§ 課題
下の本文から、「シェーンの誤謬が何なのかをま」を含む語句で始まり「お金や食べ物が奪われるかも知れません。」で終わる部分を、一字一句変えずに書き写せ。

§ 本文
#####

私の「シェーンの誤謬」 その5 風と共に去りぬ

こんにちは、すんどめパターソンです。
Facebookの「シェーンの誤謬」ページに掲載中の記事をこちらに転記します。
なにぶんFacebookタイムライン中の記事ですので、用語・体裁等、その仕様になっておりますことをご了承下さい。

【私の「シェーンの誤謬」 その5 風と共に去りぬ】
こんにちは、すんどめパターソンです。
今日も私自身が体験した不思議なできごとについてご紹介します。
このできごと、「シェーンの誤謬」かも知れませんしそうでないかも知れません。
シェーンの誤謬が何なのかをまだご存じない方は、本タイムライン一番下の投稿をまずご一読下さい。
拙著『シェーンの誤謬』(https://www.amazon.co.jp/dp/B07FYT4Q65/)の中でも詳しく記述しましたが、それは映画『風と共に去りぬ』(1939年、米。ビビアン・リー、クラーク・ゲイブル主演)にまつわる摩訶不思議な体験でした。
なお、私は『風と共に去りぬ』の原作を読んでいません。
従って、以下の記述はすべて映画版に関することです。
私はこの映画を3回観ました。
1回目は6歳か7歳のころです。
そのときの記憶では、ヒロインであるスカーレット・オハラ(ビビアン・リー)の住む家にある日突然やってきた南北戦争の兵士(たぶん脱走兵)を、スカーレットと共に暮らしていた女性・メラニーが、銃で撃ち殺したはずなんですね。
そういう記憶が私の中には鮮明に存在します。
スカーレットの年老いた父親以外は女性と子どもだけという家に、1人の血に飢えた兵士がやってくる。
危ない場面ですね。
お金や食べ物が奪われるかも知れません。
女性たちがレイプされるかも知れません。
その過程で、下手に逆らうと殺されてしまうかも知れません。
家族を守るため、メラニーは勇敢かつ大胆に、この兵士を銃殺した。
そういう記憶が、私の脳内には確かにあるわけです。
ここでポイントなのは、同作品全体を通じ、ふだんはスカーレットのほうが強気で行動的、メラニーの方が大人しくて思慮深い、といったイメージで2人が描かれている点です。

#####

§ データ
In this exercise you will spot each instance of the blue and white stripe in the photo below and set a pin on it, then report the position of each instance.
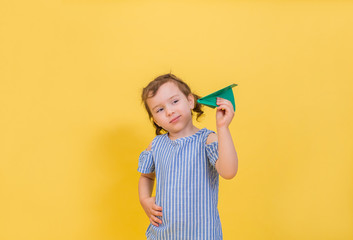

#####

§ 解答
シェーンの誤謬が何なのかをまだご存じない方は、本タイムライン一番下の投稿をまずご一読下さい。
拙著『シェーンの誤謬』(https://www.amazon.co.jp/dp/B07FYT4Q65/)の中でも詳しく記述しましたが、それは映画『風と共に去りぬ』(1939年、米。ビビアン・リー、クラーク・ゲイブル主演)にまつわる摩訶不思議な体験でした。
なお、私は『風と共に去りぬ』の原作を読んでいません。
従って、以下の記述はすべて映画版に関することです。
私はこの映画を3回観ました。
1回目は6歳か7歳のころです。
そのときの記憶では、ヒロインであるスカーレット・オハラ(ビビアン・リー)の住む家にある日突然やってきた南北戦争の兵士(たぶん脱走兵)を、スカーレットと共に暮らしていた女性・メラニーが、銃で撃ち殺したはずなんですね。
そういう記憶が私の中には鮮明に存在します。
スカーレットの年老いた父親以外は女性と子どもだけという家に、1人の血に飢えた兵士がやってくる。
危ない場面ですね。
お金や食べ物が奪われるかも知れません。